▶ **Exercise**:
How many lines in the items below contain the word "small"? Reply with the count alone.

Records contained in a dataset:
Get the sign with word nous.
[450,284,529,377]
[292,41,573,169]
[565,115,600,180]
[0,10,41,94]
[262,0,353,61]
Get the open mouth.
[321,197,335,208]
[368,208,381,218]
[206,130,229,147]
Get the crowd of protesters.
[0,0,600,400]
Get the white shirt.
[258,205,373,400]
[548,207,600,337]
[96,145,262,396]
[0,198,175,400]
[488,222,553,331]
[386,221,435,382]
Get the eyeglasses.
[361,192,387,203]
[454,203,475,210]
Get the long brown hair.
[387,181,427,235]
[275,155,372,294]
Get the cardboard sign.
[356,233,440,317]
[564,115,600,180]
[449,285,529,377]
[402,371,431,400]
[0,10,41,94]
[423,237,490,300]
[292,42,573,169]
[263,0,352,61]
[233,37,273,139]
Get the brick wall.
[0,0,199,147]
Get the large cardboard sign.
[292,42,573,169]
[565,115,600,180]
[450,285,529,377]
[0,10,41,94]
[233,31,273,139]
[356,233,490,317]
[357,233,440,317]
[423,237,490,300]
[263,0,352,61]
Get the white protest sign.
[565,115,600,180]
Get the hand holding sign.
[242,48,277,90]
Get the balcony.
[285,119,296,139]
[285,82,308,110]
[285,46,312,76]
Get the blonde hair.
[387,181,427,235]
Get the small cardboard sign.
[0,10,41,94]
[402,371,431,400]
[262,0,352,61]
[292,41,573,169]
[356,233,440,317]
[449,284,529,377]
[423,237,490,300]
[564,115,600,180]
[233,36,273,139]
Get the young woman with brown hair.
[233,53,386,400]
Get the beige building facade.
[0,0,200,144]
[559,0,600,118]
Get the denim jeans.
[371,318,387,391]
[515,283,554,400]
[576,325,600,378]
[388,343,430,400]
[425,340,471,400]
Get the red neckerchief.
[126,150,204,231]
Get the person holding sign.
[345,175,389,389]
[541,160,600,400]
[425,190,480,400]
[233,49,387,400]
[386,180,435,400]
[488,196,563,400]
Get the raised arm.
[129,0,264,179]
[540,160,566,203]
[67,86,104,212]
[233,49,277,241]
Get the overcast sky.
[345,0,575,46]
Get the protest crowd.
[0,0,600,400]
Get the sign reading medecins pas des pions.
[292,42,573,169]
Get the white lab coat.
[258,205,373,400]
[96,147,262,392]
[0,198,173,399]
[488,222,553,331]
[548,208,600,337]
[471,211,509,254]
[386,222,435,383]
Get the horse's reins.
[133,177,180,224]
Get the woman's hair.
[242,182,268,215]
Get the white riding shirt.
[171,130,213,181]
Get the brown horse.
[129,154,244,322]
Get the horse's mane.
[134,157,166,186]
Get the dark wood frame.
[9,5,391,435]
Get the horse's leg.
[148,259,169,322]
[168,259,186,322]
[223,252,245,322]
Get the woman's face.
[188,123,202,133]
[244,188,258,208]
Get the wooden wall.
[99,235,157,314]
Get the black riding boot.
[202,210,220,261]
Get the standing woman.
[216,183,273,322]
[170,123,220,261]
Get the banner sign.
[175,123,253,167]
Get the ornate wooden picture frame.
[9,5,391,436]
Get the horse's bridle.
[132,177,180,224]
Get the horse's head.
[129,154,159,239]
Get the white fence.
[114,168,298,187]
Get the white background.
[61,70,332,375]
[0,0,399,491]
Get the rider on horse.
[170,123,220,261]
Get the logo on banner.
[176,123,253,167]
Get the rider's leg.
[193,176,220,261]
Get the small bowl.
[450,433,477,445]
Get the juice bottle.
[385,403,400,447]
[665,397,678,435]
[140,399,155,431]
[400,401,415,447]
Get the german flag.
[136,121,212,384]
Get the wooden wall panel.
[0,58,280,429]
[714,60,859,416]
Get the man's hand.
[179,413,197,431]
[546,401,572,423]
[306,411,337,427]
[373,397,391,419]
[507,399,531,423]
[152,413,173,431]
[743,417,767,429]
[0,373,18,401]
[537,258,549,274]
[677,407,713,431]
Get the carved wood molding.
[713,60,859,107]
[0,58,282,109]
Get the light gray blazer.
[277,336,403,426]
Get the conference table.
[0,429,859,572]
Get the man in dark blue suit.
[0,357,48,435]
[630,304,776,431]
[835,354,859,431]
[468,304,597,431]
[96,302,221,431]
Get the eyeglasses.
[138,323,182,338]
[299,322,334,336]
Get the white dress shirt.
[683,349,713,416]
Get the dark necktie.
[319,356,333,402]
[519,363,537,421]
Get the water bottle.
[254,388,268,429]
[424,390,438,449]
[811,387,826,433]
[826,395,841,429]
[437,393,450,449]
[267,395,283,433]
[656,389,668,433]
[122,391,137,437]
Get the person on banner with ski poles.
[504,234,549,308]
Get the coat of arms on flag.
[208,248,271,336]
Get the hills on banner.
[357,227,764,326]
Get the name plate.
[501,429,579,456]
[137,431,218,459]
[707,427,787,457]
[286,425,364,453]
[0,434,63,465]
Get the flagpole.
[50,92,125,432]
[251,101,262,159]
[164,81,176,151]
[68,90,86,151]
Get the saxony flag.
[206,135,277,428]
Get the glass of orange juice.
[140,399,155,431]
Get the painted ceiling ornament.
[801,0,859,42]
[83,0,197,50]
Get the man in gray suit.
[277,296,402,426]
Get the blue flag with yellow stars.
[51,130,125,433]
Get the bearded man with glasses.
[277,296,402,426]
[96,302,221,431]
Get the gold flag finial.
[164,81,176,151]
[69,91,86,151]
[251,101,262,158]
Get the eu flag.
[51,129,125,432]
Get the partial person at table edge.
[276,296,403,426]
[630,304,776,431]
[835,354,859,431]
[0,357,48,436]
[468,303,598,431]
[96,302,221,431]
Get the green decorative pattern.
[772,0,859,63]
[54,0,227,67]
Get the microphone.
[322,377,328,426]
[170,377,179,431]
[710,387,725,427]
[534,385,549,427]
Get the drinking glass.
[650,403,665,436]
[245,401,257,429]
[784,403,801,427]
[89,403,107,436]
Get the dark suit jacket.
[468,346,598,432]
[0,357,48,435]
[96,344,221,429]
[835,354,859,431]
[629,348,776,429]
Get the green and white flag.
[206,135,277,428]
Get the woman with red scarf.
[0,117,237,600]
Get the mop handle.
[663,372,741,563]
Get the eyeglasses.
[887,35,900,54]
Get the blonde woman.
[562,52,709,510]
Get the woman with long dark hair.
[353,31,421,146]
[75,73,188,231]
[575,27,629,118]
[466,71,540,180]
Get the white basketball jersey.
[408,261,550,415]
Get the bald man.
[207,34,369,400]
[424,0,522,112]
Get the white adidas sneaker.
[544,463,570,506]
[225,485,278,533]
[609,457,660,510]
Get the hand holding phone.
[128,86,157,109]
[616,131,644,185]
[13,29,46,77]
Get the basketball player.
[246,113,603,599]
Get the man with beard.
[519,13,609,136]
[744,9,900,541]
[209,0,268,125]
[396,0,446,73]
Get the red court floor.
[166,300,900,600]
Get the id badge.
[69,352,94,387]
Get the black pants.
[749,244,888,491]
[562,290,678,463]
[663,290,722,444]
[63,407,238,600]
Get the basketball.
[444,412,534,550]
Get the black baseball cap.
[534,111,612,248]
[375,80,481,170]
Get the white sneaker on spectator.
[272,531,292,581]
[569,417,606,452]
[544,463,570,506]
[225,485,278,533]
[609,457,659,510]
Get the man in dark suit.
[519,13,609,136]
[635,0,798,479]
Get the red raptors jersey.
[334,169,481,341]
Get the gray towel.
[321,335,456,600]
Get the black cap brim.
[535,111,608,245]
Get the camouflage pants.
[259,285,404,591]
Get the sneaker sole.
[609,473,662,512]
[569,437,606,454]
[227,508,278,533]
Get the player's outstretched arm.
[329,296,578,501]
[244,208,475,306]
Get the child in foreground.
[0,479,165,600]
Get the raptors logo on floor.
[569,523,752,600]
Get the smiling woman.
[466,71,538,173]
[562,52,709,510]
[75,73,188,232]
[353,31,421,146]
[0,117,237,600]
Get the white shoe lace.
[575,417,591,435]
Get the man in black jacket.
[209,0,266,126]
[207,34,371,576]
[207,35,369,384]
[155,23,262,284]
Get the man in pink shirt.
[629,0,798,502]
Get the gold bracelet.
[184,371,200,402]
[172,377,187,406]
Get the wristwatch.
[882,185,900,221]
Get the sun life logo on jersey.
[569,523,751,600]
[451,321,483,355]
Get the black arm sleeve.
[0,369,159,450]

▶ **Complete response**:
2